Please rewrite the entries below, changing each "rough mask" to "coarse mask" and leaving everything else unchanged.

** The input follows **

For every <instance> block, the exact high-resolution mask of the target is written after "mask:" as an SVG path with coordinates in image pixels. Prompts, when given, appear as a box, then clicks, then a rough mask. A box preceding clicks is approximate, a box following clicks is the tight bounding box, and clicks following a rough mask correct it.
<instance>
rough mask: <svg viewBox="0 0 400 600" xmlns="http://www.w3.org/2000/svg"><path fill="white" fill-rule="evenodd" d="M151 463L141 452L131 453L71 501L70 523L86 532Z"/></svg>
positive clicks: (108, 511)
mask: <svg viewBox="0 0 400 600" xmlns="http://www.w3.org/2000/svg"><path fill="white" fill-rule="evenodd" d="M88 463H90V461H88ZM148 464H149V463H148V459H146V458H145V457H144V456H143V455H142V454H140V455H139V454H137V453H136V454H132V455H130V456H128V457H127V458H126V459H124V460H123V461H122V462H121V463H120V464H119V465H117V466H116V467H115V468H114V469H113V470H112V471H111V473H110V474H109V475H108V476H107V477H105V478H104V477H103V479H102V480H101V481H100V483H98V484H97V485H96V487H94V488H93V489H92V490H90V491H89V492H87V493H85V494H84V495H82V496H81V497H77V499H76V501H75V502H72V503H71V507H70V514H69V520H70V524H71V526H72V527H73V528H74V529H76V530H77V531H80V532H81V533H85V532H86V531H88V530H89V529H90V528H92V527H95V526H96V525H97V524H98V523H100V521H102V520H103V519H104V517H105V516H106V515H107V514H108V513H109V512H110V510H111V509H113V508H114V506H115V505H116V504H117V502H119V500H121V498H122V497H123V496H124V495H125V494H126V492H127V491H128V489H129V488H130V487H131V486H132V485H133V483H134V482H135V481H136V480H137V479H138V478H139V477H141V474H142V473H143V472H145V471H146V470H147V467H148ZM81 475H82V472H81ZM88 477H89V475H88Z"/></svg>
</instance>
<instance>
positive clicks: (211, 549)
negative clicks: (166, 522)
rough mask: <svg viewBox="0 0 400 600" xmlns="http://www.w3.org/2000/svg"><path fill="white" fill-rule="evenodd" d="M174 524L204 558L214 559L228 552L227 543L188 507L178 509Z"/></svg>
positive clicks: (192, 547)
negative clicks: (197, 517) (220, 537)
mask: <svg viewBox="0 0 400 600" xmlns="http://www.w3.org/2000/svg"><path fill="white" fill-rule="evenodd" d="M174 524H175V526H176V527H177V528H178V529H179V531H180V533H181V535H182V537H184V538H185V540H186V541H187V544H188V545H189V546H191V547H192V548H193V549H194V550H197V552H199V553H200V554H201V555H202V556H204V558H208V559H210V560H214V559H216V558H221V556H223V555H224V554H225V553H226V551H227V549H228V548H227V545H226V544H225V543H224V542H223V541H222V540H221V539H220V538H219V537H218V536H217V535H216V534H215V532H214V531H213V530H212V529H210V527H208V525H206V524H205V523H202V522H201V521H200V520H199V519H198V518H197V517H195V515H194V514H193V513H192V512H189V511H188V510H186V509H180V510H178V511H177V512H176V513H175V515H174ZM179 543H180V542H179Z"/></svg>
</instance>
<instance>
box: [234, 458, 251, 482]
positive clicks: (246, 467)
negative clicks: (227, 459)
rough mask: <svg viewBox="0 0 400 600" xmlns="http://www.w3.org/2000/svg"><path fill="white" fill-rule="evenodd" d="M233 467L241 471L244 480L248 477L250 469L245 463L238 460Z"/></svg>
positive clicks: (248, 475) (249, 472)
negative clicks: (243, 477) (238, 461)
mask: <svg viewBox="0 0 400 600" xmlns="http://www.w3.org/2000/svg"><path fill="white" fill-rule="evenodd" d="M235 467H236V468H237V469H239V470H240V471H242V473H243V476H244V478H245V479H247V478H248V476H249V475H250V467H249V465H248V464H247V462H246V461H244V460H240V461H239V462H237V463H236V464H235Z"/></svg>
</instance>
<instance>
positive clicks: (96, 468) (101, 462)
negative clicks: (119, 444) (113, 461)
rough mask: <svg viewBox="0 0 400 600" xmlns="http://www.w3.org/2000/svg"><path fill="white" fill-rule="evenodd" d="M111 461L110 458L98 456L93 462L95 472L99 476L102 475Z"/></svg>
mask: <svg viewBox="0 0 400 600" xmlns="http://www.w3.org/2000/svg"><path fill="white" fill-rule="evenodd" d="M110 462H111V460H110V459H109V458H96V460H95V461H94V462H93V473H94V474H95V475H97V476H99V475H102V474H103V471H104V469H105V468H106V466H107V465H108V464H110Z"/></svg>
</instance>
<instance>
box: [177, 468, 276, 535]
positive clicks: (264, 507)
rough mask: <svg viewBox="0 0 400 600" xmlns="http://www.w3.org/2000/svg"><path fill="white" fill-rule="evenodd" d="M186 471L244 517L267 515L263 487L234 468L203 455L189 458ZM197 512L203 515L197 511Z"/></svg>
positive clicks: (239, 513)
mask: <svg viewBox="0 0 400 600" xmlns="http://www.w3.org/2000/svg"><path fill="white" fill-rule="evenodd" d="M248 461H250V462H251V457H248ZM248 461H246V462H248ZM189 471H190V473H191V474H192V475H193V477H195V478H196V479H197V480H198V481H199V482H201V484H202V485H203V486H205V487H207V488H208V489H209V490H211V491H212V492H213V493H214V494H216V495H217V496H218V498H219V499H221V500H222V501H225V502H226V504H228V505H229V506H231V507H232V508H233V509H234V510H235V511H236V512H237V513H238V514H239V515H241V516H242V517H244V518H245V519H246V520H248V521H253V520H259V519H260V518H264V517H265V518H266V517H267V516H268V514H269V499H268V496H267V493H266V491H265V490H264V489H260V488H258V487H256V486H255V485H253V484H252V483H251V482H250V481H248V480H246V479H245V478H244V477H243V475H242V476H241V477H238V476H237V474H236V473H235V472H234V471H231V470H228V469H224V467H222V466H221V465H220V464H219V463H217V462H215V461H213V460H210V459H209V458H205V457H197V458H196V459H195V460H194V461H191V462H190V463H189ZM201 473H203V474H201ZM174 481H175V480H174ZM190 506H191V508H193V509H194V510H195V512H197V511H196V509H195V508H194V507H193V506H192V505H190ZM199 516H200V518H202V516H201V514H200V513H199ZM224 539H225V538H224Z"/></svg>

** End of The input **

» **Solution**
For every <instance> block, the exact high-resolution mask of the target is written after "mask:" as an SVG path with coordinates in image pixels. Prompts, when given, appear as a box, then clicks, then a coarse mask. A box preceding clicks is approximate, a box following clicks is the tight bounding box, and clicks following a coarse mask correct it.
<instance>
coarse mask: <svg viewBox="0 0 400 600" xmlns="http://www.w3.org/2000/svg"><path fill="white" fill-rule="evenodd" d="M151 463L141 452L131 453L71 501L70 523L86 532Z"/></svg>
positive clicks: (108, 511)
mask: <svg viewBox="0 0 400 600" xmlns="http://www.w3.org/2000/svg"><path fill="white" fill-rule="evenodd" d="M88 463H90V461H88ZM148 464H149V463H148V459H146V458H145V457H144V456H143V455H142V454H140V455H139V454H137V453H136V454H132V455H130V456H128V457H127V458H126V459H124V460H123V461H122V462H121V463H120V464H119V465H117V466H116V467H115V468H114V469H113V470H112V471H111V473H110V474H109V475H108V476H107V477H105V478H104V477H103V479H102V480H101V481H100V483H98V484H97V485H96V487H94V488H93V489H92V490H90V491H89V492H87V493H85V494H84V495H82V496H81V497H77V499H76V501H75V502H72V503H71V507H70V514H69V520H70V524H71V526H72V527H73V528H74V529H76V530H77V531H80V532H81V533H85V532H86V531H88V530H89V529H90V528H92V527H95V526H96V525H97V524H98V523H100V521H102V520H103V519H104V517H105V516H106V515H107V514H108V513H109V512H110V510H111V509H113V508H114V506H115V505H116V504H117V502H119V500H121V498H122V497H123V496H124V495H125V494H126V492H127V491H128V489H129V488H130V487H131V486H132V485H133V483H134V482H135V481H136V480H137V479H138V478H139V477H141V474H142V473H143V472H145V471H146V470H147V467H148ZM81 475H82V472H81ZM88 477H89V475H88Z"/></svg>
</instance>
<instance>
positive clicks: (211, 549)
negative clicks: (166, 522)
coarse mask: <svg viewBox="0 0 400 600" xmlns="http://www.w3.org/2000/svg"><path fill="white" fill-rule="evenodd" d="M174 524L204 558L214 559L228 552L227 543L188 507L178 509Z"/></svg>
positive clicks: (192, 547)
negative clicks: (197, 517) (220, 537)
mask: <svg viewBox="0 0 400 600" xmlns="http://www.w3.org/2000/svg"><path fill="white" fill-rule="evenodd" d="M174 524H175V526H176V527H177V528H178V529H179V531H180V533H181V535H182V537H184V538H185V540H186V541H187V544H188V545H189V546H191V547H192V548H193V549H194V550H197V552H199V553H200V554H201V555H202V556H204V558H208V559H210V560H214V559H216V558H221V556H223V555H224V554H225V553H226V551H227V549H228V548H227V545H226V544H225V543H224V542H223V541H222V540H221V539H220V538H219V537H218V536H217V535H216V534H215V532H214V531H213V530H212V529H210V527H208V525H206V524H205V523H202V522H201V521H200V520H199V519H198V518H197V517H195V515H194V514H193V513H192V512H189V511H188V510H186V509H180V510H178V511H177V512H176V513H175V515H174ZM179 543H180V542H179Z"/></svg>
</instance>
<instance>
box: [234, 458, 251, 482]
positive clicks: (246, 467)
negative clicks: (227, 459)
coarse mask: <svg viewBox="0 0 400 600" xmlns="http://www.w3.org/2000/svg"><path fill="white" fill-rule="evenodd" d="M233 467L241 471L244 480L248 477L250 469L245 463L238 460Z"/></svg>
positive clicks: (248, 475) (249, 472)
negative clicks: (243, 477) (238, 461)
mask: <svg viewBox="0 0 400 600" xmlns="http://www.w3.org/2000/svg"><path fill="white" fill-rule="evenodd" d="M235 467H236V468H237V469H239V470H240V471H242V473H243V476H244V478H245V479H247V478H248V476H249V475H250V467H249V465H248V464H247V462H246V461H244V460H240V461H239V462H237V463H236V464H235Z"/></svg>
</instance>
<instance>
positive clicks: (96, 468) (101, 462)
negative clicks: (119, 444) (113, 461)
coarse mask: <svg viewBox="0 0 400 600" xmlns="http://www.w3.org/2000/svg"><path fill="white" fill-rule="evenodd" d="M111 461L110 458L98 456L93 462L95 472L99 476L102 475Z"/></svg>
mask: <svg viewBox="0 0 400 600" xmlns="http://www.w3.org/2000/svg"><path fill="white" fill-rule="evenodd" d="M110 462H111V460H110V459H109V458H96V460H95V461H94V462H93V473H94V474H95V475H97V476H99V475H102V474H103V471H104V469H105V468H106V466H107V465H108V464H110Z"/></svg>
</instance>
<instance>
box: [177, 468, 276, 535]
positive clicks: (264, 507)
coarse mask: <svg viewBox="0 0 400 600" xmlns="http://www.w3.org/2000/svg"><path fill="white" fill-rule="evenodd" d="M186 471L244 517L267 515L263 487L234 468L203 455L189 458ZM197 512L203 515L197 511Z"/></svg>
positive clicks: (239, 513)
mask: <svg viewBox="0 0 400 600" xmlns="http://www.w3.org/2000/svg"><path fill="white" fill-rule="evenodd" d="M248 461H250V462H251V457H248ZM248 461H246V462H248ZM189 471H190V473H191V474H192V475H193V477H195V478H196V479H197V480H198V481H199V482H201V484H202V485H203V486H205V487H207V488H208V489H209V490H211V491H212V492H213V493H214V494H216V495H217V496H218V498H219V499H221V500H222V501H225V502H226V504H228V505H229V506H231V507H232V508H233V509H234V510H235V511H236V512H237V513H238V514H239V515H241V516H242V517H244V518H245V519H246V520H248V521H253V520H259V519H260V518H264V517H265V518H266V517H267V516H268V514H269V499H268V496H267V493H266V491H265V490H264V489H260V488H258V487H256V486H255V485H253V484H252V483H251V482H250V481H248V480H246V479H245V478H244V477H243V475H242V476H241V477H238V476H237V474H236V473H235V472H234V471H231V470H228V469H224V467H222V466H221V465H220V464H219V463H217V462H215V461H213V460H210V459H209V458H205V457H197V458H196V459H195V460H194V461H191V462H190V463H189ZM201 473H203V474H201ZM174 481H175V480H174ZM190 506H191V508H193V509H194V510H195V512H197V511H196V509H195V508H194V507H193V506H192V505H190ZM199 516H200V518H202V516H201V514H200V513H199ZM224 539H225V538H224Z"/></svg>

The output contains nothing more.